Records from a point labeling set
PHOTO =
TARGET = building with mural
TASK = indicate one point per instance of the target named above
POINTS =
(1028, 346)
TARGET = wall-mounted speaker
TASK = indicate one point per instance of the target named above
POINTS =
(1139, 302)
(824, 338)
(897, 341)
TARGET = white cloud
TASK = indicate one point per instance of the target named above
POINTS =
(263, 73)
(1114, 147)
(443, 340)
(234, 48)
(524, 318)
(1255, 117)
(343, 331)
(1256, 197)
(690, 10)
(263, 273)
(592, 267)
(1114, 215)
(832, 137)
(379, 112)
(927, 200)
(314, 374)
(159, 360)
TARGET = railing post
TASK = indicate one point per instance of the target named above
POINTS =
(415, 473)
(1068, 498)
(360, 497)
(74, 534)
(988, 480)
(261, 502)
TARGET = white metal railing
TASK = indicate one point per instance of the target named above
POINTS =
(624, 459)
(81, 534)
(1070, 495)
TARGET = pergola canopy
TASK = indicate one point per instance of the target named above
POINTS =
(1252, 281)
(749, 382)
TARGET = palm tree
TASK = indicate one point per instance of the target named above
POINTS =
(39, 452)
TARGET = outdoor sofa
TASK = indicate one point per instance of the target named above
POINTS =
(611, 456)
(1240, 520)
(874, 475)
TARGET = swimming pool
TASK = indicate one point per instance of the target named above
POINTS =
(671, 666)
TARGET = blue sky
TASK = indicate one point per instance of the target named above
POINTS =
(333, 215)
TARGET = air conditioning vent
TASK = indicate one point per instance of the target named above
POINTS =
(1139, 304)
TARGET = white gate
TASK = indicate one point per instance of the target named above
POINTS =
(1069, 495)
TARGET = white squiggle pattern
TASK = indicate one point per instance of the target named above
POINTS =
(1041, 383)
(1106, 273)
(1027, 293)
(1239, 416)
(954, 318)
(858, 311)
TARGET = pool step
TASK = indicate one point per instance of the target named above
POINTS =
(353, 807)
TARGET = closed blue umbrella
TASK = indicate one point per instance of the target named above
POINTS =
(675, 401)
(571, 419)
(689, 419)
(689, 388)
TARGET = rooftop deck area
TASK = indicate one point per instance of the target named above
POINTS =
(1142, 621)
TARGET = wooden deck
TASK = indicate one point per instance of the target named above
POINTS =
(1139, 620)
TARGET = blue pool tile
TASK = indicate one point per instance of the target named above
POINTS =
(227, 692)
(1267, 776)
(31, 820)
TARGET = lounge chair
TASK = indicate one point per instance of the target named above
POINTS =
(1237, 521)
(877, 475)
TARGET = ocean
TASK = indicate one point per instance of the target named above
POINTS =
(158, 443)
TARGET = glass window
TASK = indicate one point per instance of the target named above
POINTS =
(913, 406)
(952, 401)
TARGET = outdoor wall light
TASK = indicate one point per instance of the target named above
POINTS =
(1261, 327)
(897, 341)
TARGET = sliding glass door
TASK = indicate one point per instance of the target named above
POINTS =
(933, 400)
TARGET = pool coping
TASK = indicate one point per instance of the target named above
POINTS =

§ **Your goal**
Swap every "indicate" in the records above for "mark", and reproduce all the records with nothing else changed.

§ **Finished answer**
PHOTO =
TARGET = building with mural
TASK = mark one point per instance of the target named above
POINTS =
(1028, 346)
TARGET = wall-mounted speaker
TASK = mark one point per instance of the target named above
POINTS =
(1139, 302)
(824, 338)
(897, 341)
TARGET = white cloud
TASK = mark one point per instance of the target named above
POINTS =
(263, 73)
(1114, 147)
(443, 340)
(234, 48)
(524, 318)
(1255, 117)
(343, 331)
(1256, 197)
(690, 10)
(263, 273)
(592, 267)
(1114, 215)
(832, 137)
(379, 112)
(927, 200)
(314, 374)
(159, 360)
TARGET = railing post
TASK = mark one point per instance of the target named above
POINTS =
(415, 473)
(1068, 498)
(360, 497)
(74, 534)
(988, 480)
(261, 502)
TARGET = white metal railing
TASK = mark one point per instance of the target named above
POINTS =
(624, 459)
(81, 534)
(1070, 495)
TARGET = pergola canopy
TASK = mark one point per instance of the target named above
POINTS =
(1252, 281)
(749, 382)
TARGET = palm tree
TASK = mark one point per instance of the target named above
POINTS =
(39, 452)
TARGET = outdoor sofa
TASK = mark one point per instance of the target named above
POINTS =
(611, 456)
(1240, 520)
(874, 475)
TARGET = swimming pool
TASK = mark one point per instance of the target named above
POINTS =
(671, 666)
TARGET = blue sky
TASK = mark one point per instance of the target named above
POINTS =
(333, 215)
TARGET = air conditioning vent
TASK = mark one point per instance of the target named above
POINTS =
(1139, 304)
TARGET = white gate
TASK = mark one point per instance of the target named above
POINTS =
(1069, 495)
TARGET = white squiggle pattern
TASK = mark one point per instance of the target named above
POINTS =
(1041, 383)
(1106, 273)
(1027, 293)
(1239, 416)
(954, 318)
(858, 311)
TARGET = pool step
TASK = mark one point per instance of the target named above
POINTS =
(353, 807)
TARGET = closed blue umbrella
TASK = mark one point per instance of the target named above
POINTS =
(675, 401)
(571, 419)
(689, 419)
(689, 388)
TARGET = rooftop deck area
TASK = mark one point per instance of the target named above
POINTS =
(1142, 621)
TARGET = wooden deck
TASK = mark one point per instance of the target named above
POINTS =
(1139, 620)
TARGET = blue pool tile
TASK = mark one point per instance of the target named above
POINTS =
(227, 692)
(1267, 776)
(31, 820)
TARGET = lounge chair
TASK = mark one point per instance of the target named above
POINTS =
(1237, 521)
(877, 475)
TARGET = ocean
TASK = mark one point per instance of the target named above
POINTS =
(158, 443)
TARGET = glass window
TASK = mark one point per instance of the target named above
POINTS =
(913, 406)
(952, 401)
TARGET = outdoor wall light
TASK = mark one point per instance of the target named above
POINTS =
(1261, 327)
(897, 341)
TARGET = sliding glass door
TASK = mark one point per instance of the target named above
POINTS =
(933, 400)
TARGET = pool coping
TASK = mark one point per instance of the target named above
POINTS =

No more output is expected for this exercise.